==== Excerpt to read
- Spark SQL
- Create table
- Create non-partitioned table
- Create partitioned table
- Create table with record keys and ordering fields
- Create table from an external location
- Create Table As Select (CTAS)
- Create Index (Experimental)
- Setting Hudi configs
- Table Properties
- Spark Alter Table
- Modifying Table Properties
- Alter config options
- Show and drop partitions
- Caveats
- Flink SQL
- Supported Types
This page describes support for creating and altering tables using SQL across various engines.
Spark SQL
Create table
You can create tables using standard CREATE TABLE syntax, which supports partitioning and passing table properties.
========
==== Extracted information
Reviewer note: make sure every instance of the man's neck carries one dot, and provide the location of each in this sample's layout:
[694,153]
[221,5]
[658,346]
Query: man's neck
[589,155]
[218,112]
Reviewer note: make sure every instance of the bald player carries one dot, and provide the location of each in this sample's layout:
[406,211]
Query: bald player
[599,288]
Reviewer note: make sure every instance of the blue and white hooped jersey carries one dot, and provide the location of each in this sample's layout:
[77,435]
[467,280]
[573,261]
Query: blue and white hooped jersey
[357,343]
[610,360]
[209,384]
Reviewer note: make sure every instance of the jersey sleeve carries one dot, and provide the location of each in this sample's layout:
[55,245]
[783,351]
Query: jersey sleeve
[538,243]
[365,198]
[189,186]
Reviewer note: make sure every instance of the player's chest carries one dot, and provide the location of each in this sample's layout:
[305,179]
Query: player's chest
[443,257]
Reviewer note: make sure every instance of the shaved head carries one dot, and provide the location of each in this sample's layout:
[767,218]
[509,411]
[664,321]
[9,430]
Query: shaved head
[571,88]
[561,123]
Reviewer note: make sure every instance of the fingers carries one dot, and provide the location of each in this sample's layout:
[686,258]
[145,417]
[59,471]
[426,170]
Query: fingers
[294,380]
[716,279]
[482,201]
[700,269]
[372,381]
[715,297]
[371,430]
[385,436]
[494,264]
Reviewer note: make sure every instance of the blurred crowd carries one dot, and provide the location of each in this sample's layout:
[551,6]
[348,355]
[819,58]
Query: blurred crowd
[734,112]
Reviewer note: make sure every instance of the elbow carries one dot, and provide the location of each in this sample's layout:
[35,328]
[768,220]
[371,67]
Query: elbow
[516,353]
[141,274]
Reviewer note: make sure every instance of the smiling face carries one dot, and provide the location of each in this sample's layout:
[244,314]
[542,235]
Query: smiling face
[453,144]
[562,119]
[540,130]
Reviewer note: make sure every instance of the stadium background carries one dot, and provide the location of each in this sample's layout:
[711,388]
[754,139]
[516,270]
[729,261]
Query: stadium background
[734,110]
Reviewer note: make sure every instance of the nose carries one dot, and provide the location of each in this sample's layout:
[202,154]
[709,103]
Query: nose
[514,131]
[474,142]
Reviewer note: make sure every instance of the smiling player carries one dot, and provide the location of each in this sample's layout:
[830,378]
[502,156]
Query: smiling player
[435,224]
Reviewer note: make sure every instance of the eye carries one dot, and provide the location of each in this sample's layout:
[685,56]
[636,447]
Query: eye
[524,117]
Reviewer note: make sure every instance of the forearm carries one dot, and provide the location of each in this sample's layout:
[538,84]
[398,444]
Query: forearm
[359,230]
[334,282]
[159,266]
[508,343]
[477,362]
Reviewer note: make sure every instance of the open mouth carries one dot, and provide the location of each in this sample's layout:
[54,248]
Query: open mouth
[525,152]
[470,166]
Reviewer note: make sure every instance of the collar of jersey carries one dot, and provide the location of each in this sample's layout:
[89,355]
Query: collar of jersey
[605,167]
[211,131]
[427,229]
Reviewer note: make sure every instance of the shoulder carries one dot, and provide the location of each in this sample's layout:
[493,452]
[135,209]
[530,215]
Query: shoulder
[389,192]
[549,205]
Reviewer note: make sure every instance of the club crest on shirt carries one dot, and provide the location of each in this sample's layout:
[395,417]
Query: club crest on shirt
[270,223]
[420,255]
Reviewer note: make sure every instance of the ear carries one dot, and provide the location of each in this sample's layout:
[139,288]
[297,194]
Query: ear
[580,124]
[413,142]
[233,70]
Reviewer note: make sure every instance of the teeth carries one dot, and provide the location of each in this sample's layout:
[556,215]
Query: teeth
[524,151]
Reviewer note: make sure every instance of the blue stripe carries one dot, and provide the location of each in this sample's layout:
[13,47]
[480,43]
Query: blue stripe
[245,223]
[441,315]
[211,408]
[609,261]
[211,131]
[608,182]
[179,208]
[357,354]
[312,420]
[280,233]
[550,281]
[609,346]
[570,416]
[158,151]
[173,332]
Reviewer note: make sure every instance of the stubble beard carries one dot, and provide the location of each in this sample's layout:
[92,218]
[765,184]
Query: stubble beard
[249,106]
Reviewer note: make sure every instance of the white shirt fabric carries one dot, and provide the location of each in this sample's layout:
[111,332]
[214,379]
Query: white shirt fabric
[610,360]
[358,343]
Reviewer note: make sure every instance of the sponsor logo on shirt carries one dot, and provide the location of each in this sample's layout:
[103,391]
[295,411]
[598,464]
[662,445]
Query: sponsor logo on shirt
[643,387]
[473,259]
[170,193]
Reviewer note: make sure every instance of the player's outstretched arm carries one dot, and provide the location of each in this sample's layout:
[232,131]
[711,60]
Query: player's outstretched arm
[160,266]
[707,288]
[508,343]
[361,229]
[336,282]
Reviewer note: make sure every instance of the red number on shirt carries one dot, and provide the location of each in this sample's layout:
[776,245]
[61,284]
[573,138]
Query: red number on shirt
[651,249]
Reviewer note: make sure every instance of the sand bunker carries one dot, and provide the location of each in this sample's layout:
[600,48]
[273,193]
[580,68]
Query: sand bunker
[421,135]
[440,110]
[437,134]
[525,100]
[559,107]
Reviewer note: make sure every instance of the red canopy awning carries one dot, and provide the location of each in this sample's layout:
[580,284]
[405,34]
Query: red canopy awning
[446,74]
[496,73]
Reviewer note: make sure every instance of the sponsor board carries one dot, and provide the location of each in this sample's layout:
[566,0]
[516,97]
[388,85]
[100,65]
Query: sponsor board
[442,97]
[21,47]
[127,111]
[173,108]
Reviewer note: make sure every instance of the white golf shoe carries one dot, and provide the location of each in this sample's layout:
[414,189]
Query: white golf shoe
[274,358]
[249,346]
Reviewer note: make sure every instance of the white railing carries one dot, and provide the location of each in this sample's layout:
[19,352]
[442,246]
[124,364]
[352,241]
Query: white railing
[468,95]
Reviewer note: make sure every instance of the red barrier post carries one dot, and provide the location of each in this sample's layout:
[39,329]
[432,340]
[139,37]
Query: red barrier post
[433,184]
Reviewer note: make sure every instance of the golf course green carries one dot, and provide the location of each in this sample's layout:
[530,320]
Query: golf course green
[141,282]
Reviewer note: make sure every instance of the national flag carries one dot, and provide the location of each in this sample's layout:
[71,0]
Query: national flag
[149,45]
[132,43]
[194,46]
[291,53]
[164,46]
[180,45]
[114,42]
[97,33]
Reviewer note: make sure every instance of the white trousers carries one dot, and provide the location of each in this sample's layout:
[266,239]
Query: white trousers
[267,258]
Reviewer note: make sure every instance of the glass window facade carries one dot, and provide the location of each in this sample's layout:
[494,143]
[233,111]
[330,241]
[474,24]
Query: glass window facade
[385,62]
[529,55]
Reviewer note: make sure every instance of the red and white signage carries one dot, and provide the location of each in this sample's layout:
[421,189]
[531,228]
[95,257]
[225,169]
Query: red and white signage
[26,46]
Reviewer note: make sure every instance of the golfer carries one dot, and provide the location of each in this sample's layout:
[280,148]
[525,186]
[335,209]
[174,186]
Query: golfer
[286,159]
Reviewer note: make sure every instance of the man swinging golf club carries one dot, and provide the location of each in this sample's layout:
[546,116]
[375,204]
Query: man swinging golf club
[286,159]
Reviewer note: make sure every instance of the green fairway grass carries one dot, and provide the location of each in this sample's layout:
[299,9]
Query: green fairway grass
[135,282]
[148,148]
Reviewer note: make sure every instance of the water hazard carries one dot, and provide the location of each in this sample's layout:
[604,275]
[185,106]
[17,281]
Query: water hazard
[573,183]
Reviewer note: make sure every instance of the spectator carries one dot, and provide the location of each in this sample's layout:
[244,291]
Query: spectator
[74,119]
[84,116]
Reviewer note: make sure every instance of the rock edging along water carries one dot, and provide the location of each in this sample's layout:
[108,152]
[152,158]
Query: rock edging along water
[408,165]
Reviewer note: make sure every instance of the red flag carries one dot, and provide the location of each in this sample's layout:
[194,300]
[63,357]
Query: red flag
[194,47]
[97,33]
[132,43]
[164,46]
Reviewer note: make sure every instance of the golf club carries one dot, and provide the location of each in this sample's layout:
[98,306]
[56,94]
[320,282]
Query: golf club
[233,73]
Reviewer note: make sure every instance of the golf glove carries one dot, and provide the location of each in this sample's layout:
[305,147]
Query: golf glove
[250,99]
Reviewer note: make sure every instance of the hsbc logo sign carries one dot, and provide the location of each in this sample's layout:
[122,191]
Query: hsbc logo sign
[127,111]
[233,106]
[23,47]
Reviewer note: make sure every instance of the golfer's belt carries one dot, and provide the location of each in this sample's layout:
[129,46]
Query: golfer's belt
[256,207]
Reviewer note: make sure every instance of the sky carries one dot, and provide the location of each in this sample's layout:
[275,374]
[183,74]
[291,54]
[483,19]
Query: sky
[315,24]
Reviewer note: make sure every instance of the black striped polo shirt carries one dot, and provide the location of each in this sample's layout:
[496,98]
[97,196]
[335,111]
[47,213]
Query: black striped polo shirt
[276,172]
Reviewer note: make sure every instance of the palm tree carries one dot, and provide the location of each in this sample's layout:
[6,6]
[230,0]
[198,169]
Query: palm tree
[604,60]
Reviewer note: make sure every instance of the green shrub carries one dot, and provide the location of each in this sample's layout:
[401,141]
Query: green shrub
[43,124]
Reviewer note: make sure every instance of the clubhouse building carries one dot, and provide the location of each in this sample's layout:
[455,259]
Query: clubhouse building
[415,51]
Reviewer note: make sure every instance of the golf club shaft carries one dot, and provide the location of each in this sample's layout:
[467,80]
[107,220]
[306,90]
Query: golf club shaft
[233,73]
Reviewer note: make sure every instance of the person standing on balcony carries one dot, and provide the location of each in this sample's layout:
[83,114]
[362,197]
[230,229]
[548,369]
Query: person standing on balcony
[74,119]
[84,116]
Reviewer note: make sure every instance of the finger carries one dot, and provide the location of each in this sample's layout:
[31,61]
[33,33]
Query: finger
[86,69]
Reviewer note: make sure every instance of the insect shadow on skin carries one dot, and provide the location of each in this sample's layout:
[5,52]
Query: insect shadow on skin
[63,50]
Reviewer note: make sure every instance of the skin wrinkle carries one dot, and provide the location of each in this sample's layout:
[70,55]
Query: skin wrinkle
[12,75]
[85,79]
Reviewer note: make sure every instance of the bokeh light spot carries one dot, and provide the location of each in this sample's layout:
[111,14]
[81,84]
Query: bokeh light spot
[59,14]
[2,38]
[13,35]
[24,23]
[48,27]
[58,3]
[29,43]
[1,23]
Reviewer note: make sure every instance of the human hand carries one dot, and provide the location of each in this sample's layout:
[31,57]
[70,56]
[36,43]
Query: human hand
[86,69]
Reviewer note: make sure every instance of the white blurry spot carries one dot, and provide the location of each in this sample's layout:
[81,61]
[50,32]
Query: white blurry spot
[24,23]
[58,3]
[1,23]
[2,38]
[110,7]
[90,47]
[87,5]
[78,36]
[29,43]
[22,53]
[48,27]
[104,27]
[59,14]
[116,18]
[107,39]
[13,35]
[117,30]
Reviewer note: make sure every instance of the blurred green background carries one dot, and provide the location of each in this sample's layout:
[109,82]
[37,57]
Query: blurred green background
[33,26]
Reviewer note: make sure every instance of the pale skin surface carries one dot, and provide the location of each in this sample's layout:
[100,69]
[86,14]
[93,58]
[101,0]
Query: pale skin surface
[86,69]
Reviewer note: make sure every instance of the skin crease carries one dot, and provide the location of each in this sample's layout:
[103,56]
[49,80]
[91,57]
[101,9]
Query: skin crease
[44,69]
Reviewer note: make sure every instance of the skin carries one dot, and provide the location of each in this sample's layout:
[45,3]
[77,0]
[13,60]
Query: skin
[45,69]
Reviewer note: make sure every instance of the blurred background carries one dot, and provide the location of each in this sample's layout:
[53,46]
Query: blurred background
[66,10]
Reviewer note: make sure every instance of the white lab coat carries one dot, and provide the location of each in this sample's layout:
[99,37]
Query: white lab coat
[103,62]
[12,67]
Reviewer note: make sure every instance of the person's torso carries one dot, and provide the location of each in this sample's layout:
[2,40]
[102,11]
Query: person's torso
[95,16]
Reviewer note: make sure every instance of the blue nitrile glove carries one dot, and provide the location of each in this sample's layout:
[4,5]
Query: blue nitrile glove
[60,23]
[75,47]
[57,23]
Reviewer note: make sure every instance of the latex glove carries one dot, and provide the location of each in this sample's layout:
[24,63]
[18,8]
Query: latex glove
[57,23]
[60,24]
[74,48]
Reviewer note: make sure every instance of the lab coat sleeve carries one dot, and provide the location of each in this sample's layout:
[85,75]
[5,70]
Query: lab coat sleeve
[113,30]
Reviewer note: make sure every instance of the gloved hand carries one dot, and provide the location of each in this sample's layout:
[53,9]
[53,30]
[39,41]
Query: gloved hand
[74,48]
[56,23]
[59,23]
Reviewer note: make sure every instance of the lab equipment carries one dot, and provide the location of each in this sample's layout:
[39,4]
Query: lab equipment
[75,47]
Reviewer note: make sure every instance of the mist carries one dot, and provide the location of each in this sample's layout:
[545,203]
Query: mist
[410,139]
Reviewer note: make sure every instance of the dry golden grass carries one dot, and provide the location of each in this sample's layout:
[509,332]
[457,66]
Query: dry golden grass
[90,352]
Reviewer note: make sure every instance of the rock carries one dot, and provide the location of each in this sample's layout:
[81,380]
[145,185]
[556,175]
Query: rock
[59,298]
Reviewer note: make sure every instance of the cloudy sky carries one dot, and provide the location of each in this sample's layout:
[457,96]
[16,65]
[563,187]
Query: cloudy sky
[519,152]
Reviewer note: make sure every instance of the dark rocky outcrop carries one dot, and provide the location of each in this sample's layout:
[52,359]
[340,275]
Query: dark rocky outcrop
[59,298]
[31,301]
========
▶ [Written task 1]
Decide whether each statement below agrees with the page on creating and altering tables with SQL: (a) the page covers altering tables as well as creating them; (b) the standard CREATE TABLE syntax lets you pass table properties; (c) Create Index is offered as a stable feature. For each, answer yes or no and quote the exact words of the page that decide it.
▶ [Written task 2]
From the page on creating and altering tables with SQL, pull out the passage starting with "- Create Index" and going on through "across various engines.", copied word for word.

▶ [Full solution 1]
(a) Yes: "This page describes support for creating and altering tables using SQL across various engines."
(b) Yes: "You can create tables using standard CREATE TABLE syntax, which supports partitioning and passing table properties."
(c) No: "Create Index (Experimental)"

▶ [Full solution 2]
- Create Index (Experimental)
- Setting Hudi configs
- Table Properties
- Spark Alter Table
- Modifying Table Properties
- Alter config options
- Show and drop partitions
- Caveats
- Flink SQL
- Supported Types
This page describes support for creating and altering tables using SQL across various engines.